+++ Data to process +++
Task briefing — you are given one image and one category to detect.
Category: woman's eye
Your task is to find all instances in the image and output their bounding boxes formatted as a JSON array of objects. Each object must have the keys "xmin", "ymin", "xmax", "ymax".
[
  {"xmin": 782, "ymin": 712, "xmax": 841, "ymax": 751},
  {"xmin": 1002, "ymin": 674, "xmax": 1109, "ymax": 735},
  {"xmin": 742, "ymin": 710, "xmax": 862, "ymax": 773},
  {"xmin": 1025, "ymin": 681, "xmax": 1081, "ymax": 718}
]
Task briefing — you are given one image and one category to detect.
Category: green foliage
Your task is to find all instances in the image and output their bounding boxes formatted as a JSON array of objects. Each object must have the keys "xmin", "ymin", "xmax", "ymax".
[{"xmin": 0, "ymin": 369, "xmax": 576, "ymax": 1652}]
+++
+++ Data to process +++
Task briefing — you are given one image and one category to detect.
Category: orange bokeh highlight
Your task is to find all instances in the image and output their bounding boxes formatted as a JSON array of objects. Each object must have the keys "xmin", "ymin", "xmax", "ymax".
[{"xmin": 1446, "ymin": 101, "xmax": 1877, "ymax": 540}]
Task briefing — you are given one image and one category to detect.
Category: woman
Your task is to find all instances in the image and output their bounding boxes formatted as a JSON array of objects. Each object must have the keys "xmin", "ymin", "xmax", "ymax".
+++
Search the records above for "woman". Copy each line where it is found.

**Solution below:**
Category: woman's eye
Category: woman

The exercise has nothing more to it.